— begin DATASET CONTENT —

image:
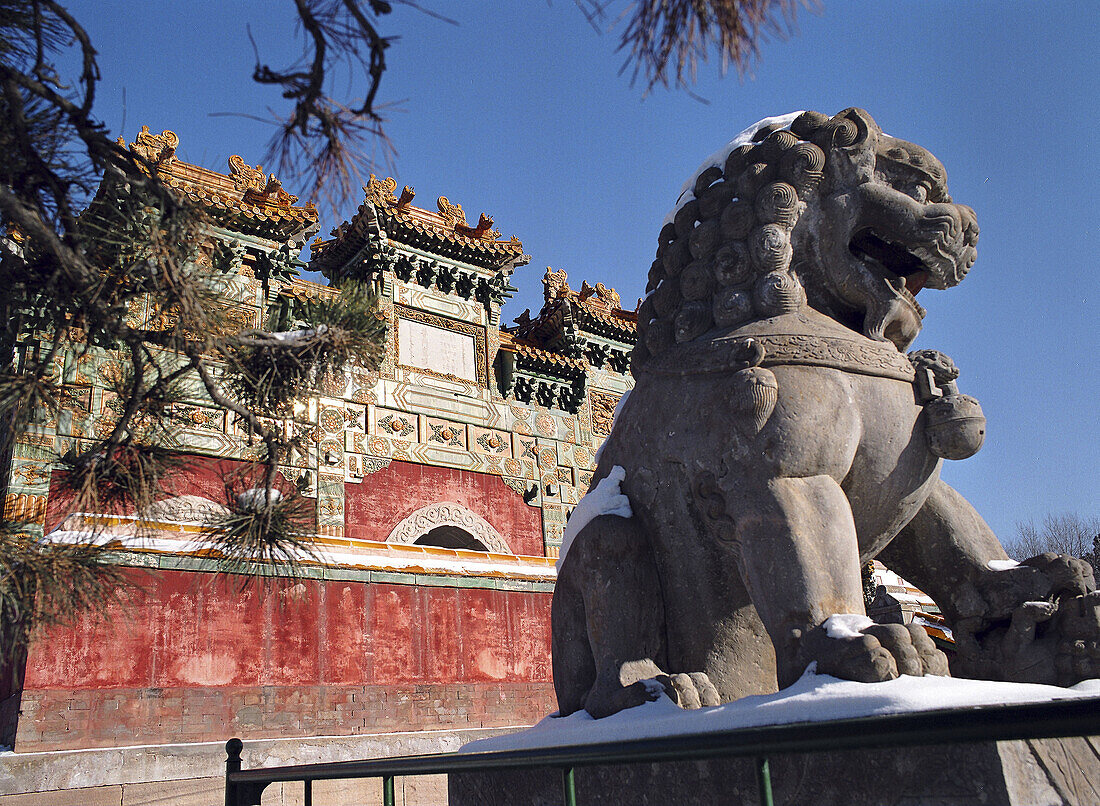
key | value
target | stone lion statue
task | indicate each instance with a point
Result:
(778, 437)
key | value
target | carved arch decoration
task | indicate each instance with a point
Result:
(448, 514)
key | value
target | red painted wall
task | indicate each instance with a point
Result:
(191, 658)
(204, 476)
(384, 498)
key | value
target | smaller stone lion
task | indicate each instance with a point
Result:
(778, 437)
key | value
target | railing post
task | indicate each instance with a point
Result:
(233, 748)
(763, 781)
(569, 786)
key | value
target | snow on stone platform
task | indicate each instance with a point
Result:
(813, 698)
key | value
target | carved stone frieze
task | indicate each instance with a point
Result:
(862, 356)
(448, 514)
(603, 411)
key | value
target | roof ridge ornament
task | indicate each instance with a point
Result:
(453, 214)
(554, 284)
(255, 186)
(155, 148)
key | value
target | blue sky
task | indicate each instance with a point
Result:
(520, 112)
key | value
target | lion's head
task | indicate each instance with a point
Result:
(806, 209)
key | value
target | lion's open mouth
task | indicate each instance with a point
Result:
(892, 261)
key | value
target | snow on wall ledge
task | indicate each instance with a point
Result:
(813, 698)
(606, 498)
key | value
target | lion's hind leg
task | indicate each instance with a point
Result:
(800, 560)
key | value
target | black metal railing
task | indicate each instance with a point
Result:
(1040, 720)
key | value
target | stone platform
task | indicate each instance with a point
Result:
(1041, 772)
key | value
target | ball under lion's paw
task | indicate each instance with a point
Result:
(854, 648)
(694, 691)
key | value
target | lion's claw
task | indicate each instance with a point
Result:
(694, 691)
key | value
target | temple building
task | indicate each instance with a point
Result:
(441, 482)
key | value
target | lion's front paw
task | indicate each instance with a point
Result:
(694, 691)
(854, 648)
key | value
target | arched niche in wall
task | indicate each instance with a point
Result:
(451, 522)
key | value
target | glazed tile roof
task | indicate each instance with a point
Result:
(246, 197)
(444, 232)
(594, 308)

— end DATASET CONTENT —

__EXERCISE DETAILS__: Quote each entry above verbatim and drop the pictures.

__SOLVED PROBLEM__:
image:
key | value
target | stone lion statue
task | indicate each instance with a point
Result:
(778, 437)
key | value
target | carved arch decoration
task | indicate each instance with a point
Result:
(448, 514)
key | value
target | red painted wall
task | indicate each instance with a point
Result:
(191, 658)
(204, 476)
(384, 498)
key | value
target | smaller stone lion
task | indicate each instance with a point
Result:
(778, 437)
key | value
target | railing post
task | indicate each instance with a point
Result:
(233, 748)
(763, 781)
(569, 786)
key | value
target | snow on stone platform
task | indicate each instance with a point
Result:
(813, 698)
key | value
target | carved stone frieze
task | indicate each instance with a point
Result:
(862, 356)
(448, 514)
(603, 411)
key | value
target | roof ridge ornament
task | indicate each instance with a point
Result:
(453, 214)
(554, 284)
(255, 186)
(155, 148)
key | value
target | blue sky
task | indicate each instance with a point
Result:
(520, 112)
key | value
target | lion's head
task | indicate each instance with a point
Result:
(806, 209)
key | value
target | lion's open mouth
task | indicate each instance with a point
Result:
(892, 261)
key | value
target | snow on wall ledge
task | indicate each instance with a point
Result:
(813, 698)
(606, 498)
key | value
target | lion's hind leg
task | indicate each instance with a point
Result:
(800, 560)
key | value
target | black metal railing
task | indicate each instance with a point
Result:
(1040, 720)
key | value
target | stone platform
task | indicate each instance with a point
Result:
(1041, 772)
key | value
target | ball under lion's paw
task | indicate each instance with a point
Result:
(854, 648)
(694, 691)
key | value
target | lion's claw
task | indicate each instance with a point
Result:
(694, 691)
key | value
target | temple building
task | indicate each instance with a point
Result:
(441, 482)
key | value
target | lion's front paw
task | indicate each instance with a point
Result:
(694, 691)
(854, 648)
key | value
target | arched niche in wall
task | indicate each instance with a point
Result:
(451, 522)
key | value
target | glazed tile roof
task | indicate each instance with a point
Result:
(246, 197)
(444, 232)
(594, 308)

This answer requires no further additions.